TEXT EXCERPT —
This novel is set in a fictional town called Bayonne, located in the rural south of Louisiana. Ernest Gaines uses his childhood home, town, and surrounding areas as inspiration for the novel. Riverlake Plantation, Ernest Gaines childhood home, was used as a setting for part of the novel. Located in the Jim Crow South, segregation and racism is shown throughout the novel as it affects everyday life of those living in this small town. Important areas in the novel would be the schoolhouse that Grant teaches at which is also the church, the jail where Jefferson resides, and the characters homes.

==Title==
The title of this novel refers to Grant's attempts to teach Jefferson a lesson. In order for Grant to be able to show Jefferson how to 'become a man,' he must understand the meaning himself before imparting his learning to another person. In the novel, the butterfly acts as a symbol towards the end as proof that both of these men have succeeded in their goals to be spiritually transcended.

"...I watched it fly over the ditch and down into the quarter, I watched it until I could not see it anymore. Yes, I told myself. It is finally over."

At this point Grant realizes that Jefferson truly did learn a 'lesson before dying.' When he says "It is finally over," he is not only referring to Jefferson's life, but states it as a double entendre that also acknowledges his cowardly nature before enlightenment is "finally over". The character has fully taken a stand for what he believes in. This insures that he, too, has benefited from this entire experience. Jefferson's life is sacrificed in order for the white people in the community to gain a better understanding of the value of the black members in all societies.

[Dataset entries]
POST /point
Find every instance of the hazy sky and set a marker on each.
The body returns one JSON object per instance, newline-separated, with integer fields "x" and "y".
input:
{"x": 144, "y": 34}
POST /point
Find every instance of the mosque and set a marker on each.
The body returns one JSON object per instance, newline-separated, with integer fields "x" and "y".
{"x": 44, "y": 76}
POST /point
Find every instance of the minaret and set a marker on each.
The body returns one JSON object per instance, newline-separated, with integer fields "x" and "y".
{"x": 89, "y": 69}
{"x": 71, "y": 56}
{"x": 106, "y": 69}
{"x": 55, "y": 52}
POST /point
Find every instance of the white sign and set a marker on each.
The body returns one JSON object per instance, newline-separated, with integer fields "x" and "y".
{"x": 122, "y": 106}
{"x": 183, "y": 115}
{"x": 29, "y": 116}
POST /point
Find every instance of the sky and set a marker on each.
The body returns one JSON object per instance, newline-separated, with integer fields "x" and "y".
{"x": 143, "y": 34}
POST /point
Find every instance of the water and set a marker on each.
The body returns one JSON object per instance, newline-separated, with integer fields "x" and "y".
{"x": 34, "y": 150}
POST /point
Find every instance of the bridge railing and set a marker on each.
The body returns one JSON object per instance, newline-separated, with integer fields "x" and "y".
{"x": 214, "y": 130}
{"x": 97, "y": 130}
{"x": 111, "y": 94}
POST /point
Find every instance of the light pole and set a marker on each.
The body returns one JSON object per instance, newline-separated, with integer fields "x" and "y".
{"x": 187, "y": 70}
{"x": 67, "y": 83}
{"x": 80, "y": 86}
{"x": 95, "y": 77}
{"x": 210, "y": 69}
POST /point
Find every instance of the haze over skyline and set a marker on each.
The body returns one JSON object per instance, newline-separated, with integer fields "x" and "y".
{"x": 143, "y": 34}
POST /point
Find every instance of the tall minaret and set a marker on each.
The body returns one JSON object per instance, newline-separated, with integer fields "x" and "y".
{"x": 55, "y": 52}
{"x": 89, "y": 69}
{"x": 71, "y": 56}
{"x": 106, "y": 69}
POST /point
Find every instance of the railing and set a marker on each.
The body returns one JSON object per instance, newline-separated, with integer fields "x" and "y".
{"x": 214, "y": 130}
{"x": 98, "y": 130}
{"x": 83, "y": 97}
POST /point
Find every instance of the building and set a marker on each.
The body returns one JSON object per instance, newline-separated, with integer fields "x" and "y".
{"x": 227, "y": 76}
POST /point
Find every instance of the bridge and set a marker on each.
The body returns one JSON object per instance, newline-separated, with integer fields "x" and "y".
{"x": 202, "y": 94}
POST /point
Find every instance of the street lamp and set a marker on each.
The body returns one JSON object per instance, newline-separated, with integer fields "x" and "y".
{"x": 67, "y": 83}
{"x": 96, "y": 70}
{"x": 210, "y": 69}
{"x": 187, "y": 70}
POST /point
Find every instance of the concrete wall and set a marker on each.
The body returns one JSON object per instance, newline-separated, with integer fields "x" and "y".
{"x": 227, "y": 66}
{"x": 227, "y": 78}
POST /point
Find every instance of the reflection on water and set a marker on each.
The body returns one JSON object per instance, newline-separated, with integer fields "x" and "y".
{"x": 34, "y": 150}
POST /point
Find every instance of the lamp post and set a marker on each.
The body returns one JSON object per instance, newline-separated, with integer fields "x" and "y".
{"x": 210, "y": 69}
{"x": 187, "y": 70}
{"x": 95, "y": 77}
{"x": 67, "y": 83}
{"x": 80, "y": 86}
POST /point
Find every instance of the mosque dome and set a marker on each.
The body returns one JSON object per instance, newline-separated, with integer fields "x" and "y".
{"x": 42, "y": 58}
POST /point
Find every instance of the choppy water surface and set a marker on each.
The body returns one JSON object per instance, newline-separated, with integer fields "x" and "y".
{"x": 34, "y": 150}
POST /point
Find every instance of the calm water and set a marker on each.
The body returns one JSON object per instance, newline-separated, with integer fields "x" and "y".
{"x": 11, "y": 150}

WHAT YOU NEED TO DO —
A. Reproduce word for word the passage of the text about the novel set in Bayonne that opens with the words containing "At this point" and closes with "in all societies.".
B. Write the next part of the text about the novel set in Bayonne, picking up after its last sentence.

TASK ANSWERS —
A.
At this point Grant realizes that Jefferson truly did learn a 'lesson before dying.' When he says "It is finally over," he is not only referring to Jefferson's life, but states it as a double entendre that also acknowledges his cowardly nature before enlightenment is "finally over". The character has fully taken a stand for what he believes in. This insures that he, too, has benefited from this entire experience. Jefferson's life is sacrificed in order for the white people in the community to gain a better understanding of the value of the black members in all societies.

B.
==Film, TV & theatrical adaptations==

On May 22, 1999 HBO premiered A Lesson Before Dying, which subsequently received two Emmy Awards for Outstanding Television Movie and Outstanding Writing for a Mini-Series or Movie (South African screenwriter Ann Peacock) and a Peabody Award. Don Cheadle portrays Grant, Mekhi Phifer portrays Jefferson, and Cicely Tyson is featured as Tante Lou.

A play by Romulus Linney and a Southern Writers' Project, based on the novel and having the same title, had its world premiere at the Alabama Shakespeare Festival in January 2000 and Off-Broadway in September 2000. Rooted Theater Company (East New York, Brooklyn) staged a production of A Lesson Before Dying in June 2017.